> **CONSIGNE**
Recopiez à l'identique l'intégralité de la quatrième de couverture consacrée à Petite Poucette.
#### EXTRAIT DE PAGE ####
Quatrième de couverture :Le monde a tellement changé que les jeunes doivent tout réinventer. Nos sociétés occidentales ont déjà vécu deux révolutions : le passage de l'oral à l'écrit, puis de l'écrit à l'imprimé. Comme chacune des précédentes, la troisième, tout aussi décisive, s'accompagne de mutations politiques, sociales et cognitives. Ce sont des périodes de crises. De l'essor des nouvelles technologies, un nouvel humain est né : Michel Serres le baptise «Petite Poucette» - clin d'oeil à la maestria avec laquelle les messages fusent de ses pouces. Petite Poucette va devoir réinventer une manière de vivre ensemble, des institutions, une manière d'être et de connaître... Débute une nouvelle ère qui verra la victoire de la multitude, anonyme, sur les élites dirigeantes, bien identifiées ; du savoir discuté sur les doctrines enseignées ; d'une société immatérielle librement connectée sur la société du spectacle à sens unique...
Ce livre propose à Petite Poucette une collaboration entre générations pour mettre en oeuvre cette utopie, seule réalité possible.
A l'origine de ce livre, un discours prononcé à l'Académie française en 2011, qui a été très largement diffusé, tout d'abord par la publication d'un extrait le lendemain dans «Le Monde», repris par un article dans «Le Figaro» puis d'un grand mouvement sur Internet...
#### EXTRAITS DE DONNÉES ####
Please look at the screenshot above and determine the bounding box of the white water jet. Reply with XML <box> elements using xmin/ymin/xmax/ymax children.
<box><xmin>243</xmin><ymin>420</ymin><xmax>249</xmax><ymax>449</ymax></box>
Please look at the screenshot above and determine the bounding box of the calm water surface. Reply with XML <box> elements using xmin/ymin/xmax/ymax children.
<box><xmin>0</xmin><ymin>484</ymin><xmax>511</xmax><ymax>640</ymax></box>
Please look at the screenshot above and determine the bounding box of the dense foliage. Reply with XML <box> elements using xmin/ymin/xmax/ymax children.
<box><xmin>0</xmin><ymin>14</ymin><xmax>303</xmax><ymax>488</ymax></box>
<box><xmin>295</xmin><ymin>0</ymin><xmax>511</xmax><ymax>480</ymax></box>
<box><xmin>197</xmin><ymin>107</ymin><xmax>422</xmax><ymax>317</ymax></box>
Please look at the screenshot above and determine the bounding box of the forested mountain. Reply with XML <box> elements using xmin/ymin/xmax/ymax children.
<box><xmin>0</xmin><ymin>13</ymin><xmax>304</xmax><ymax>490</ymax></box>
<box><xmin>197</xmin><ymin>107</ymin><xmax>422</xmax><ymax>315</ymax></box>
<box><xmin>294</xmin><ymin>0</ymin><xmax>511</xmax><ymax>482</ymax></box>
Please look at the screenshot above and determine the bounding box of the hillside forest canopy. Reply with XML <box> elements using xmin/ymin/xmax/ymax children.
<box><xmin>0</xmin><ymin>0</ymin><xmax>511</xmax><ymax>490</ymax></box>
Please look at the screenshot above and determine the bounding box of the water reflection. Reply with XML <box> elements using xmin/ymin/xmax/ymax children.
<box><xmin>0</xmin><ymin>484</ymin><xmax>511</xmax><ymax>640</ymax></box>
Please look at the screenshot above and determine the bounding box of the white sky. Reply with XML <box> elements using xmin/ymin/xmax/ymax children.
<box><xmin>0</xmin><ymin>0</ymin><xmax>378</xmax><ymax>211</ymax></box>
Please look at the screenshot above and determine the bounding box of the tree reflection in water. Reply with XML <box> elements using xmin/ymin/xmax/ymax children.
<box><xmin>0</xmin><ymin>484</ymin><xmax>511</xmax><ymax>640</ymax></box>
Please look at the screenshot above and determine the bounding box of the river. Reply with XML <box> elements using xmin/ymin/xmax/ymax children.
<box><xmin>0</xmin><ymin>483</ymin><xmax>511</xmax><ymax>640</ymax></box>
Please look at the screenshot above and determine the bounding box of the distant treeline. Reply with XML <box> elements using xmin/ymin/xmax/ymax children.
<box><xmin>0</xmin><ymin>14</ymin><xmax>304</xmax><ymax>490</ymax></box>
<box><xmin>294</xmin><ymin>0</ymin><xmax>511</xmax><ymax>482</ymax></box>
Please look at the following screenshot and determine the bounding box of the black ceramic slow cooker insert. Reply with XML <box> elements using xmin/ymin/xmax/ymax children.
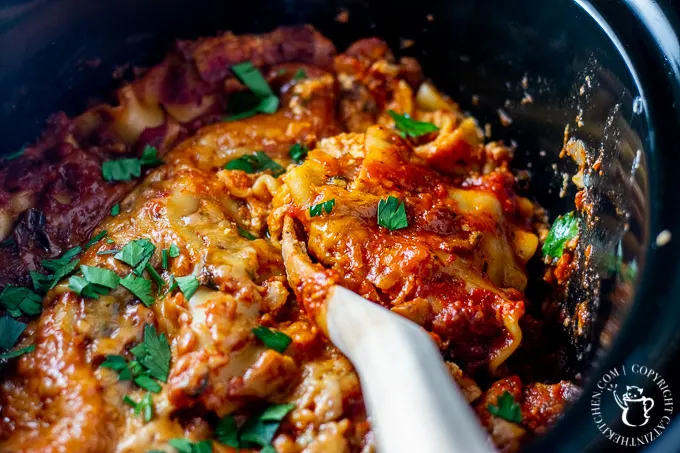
####
> **RÉPONSE**
Quatrième de couverture :Le monde a tellement changé que les jeunes doivent tout réinventer. Nos sociétés occidentales ont déjà vécu deux révolutions : le passage de l'oral à l'écrit, puis de l'écrit à l'imprimé. Comme chacune des précédentes, la troisième, tout aussi décisive, s'accompagne de mutations politiques, sociales et cognitives. Ce sont des périodes de crises. De l'essor des nouvelles technologies, un nouvel humain est né : Michel Serres le baptise «Petite Poucette» - clin d'oeil à la maestria avec laquelle les messages fusent de ses pouces. Petite Poucette va devoir réinventer une manière de vivre ensemble, des institutions, une manière d'être et de connaître... Débute une nouvelle ère qui verra la victoire de la multitude, anonyme, sur les élites dirigeantes, bien identifiées ; du savoir discuté sur les doctrines enseignées ; d'une société immatérielle librement connectée sur la société du spectacle à sens unique...
Ce livre propose à Petite Poucette une collaboration entre générations pour mettre en oeuvre cette utopie, seule réalité possible.
A l'origine de ce livre, un discours prononcé à l'Académie française en 2011, qui a été très largement diffusé, tout d'abord par la publication d'un extrait le lendemain dans «Le Monde», repris par un article dans «Le Figaro» puis d'un grand mouvement sur Internet...